Text passage ▸
● ● ● ●

The reason I'm wibbling on about this now is that I've just witnessed a fairly unpleasant incident at my local Dia supermarket. Dia is owned by Carrefour, and their prices are similar to Lidl or Aldi. It's a no-frills establishment. Ever since I've been shopping at Dia (I avoid their meat, and they don't do fish), I've noticed that whenever I was in a hurry to get in and get out (which is nearly always: I can't stand the place), there would be one or two Chinese with one or two trolleys stacked to the gunwhales with stuff. Not the kind of shopping you do for a household: more the kind you do for your corner shop - 48 x 2 litre bottles of Coca Cola, 6 cases of Heineken, etc. Basically, they were using the place as a wholesaler. This might be ok, but because it's a budget operation, Dia usually doesn't have the staff to operate more than one checkout at a time, and so everyone gets held up while these vast quantities of stuff are being processed.

So, today I was in the usual quite long queue and I could hear shouting at the front of the store. As I got closer to the checkout, I could see a Chinese woman with a trolley being denied entrance by the quite-well-built manageress. I don't know if this signals a new policy by Dia, or if the manageress was just feeling vindictive against this particular woman. But neither of them was giving any ground, and when my modest pile of shopping was halfway through being checked-out, the cashier suddenly locked up the till and she and half of the queue rushed to surround the manageress and the Chinese woman, because they were on the edge of beating each other to a pulp (that's a lie, actually, the Chinese woman would have been slaughtered). Things calmed down a little, the cashier came back, I paid for my stuff, and then had to walk past the combatants. The Chinese woman had started up her yelling once more, and as I passed her I invited her to 'fuck off', and to 'shut the fuck up'. She had no idea what I was saying, but the manageress did.

I might be up for a free bar of chocolate next time I go there.

Sunday, 11 November 2007

La Vuelta del Tornillo [The Turn of the Screw]

This might turn out to be a bit of an anti-Chinese rant. If it does, I apologise. It's actually a rant against people who think that the cheapest possible thing can also be the best thing, even if it doesn't work properly.

What's brought this on, Keefie?

● ● ● ●

Given entries ▸
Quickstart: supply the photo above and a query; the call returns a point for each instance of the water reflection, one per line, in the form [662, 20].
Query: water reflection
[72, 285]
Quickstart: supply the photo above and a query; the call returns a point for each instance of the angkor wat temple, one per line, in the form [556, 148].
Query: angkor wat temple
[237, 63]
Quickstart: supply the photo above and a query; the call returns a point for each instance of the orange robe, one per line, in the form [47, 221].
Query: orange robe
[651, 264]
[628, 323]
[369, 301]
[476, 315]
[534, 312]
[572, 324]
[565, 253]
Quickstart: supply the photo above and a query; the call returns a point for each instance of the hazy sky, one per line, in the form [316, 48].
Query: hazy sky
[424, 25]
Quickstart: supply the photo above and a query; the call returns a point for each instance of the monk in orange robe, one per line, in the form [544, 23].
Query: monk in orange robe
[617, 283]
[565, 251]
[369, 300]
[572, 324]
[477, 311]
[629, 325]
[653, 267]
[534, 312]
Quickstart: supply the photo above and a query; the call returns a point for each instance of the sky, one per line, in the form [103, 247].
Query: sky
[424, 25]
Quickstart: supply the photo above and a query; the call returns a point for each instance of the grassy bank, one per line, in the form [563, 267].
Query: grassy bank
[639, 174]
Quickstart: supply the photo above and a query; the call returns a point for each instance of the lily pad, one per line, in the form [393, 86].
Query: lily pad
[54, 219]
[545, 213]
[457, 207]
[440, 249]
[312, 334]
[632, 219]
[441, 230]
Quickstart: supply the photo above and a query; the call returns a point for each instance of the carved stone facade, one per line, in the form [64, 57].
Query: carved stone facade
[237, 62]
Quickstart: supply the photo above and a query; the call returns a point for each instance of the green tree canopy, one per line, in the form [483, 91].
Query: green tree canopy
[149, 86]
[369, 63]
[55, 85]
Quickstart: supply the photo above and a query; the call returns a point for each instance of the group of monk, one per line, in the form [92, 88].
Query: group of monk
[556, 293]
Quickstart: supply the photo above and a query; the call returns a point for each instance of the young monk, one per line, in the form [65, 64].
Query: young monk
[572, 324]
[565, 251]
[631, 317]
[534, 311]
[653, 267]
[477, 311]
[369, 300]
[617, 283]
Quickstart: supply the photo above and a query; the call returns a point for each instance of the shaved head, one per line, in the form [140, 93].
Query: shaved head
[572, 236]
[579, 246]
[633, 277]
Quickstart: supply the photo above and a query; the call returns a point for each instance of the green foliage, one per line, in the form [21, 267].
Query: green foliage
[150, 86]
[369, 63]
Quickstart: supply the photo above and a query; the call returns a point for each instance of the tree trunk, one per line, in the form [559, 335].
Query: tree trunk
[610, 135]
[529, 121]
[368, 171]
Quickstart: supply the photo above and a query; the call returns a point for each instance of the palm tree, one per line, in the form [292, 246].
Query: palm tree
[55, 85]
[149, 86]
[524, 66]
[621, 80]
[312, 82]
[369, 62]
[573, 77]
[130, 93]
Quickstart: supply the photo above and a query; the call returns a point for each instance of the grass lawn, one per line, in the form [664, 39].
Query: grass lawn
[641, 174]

● ● ● ●

Description of the task ▸ Please rewrite the part of the text that opens with the words containing "Sunday, 11 November" and closes with "this on, Keefie?", replacing each "rant" with "tirade".

Exercise output ▸
Sunday, 11 November 2007

La Vuelta del Tornillo [The Turn of the Screw]

This might turn out to be a bit of an anti-Chinese tirade. If it does, I apologise. It's actually a tirade against people who think that the cheapest possible thing can also be the best thing, even if it doesn't work properly.

What's brought this on, Keefie?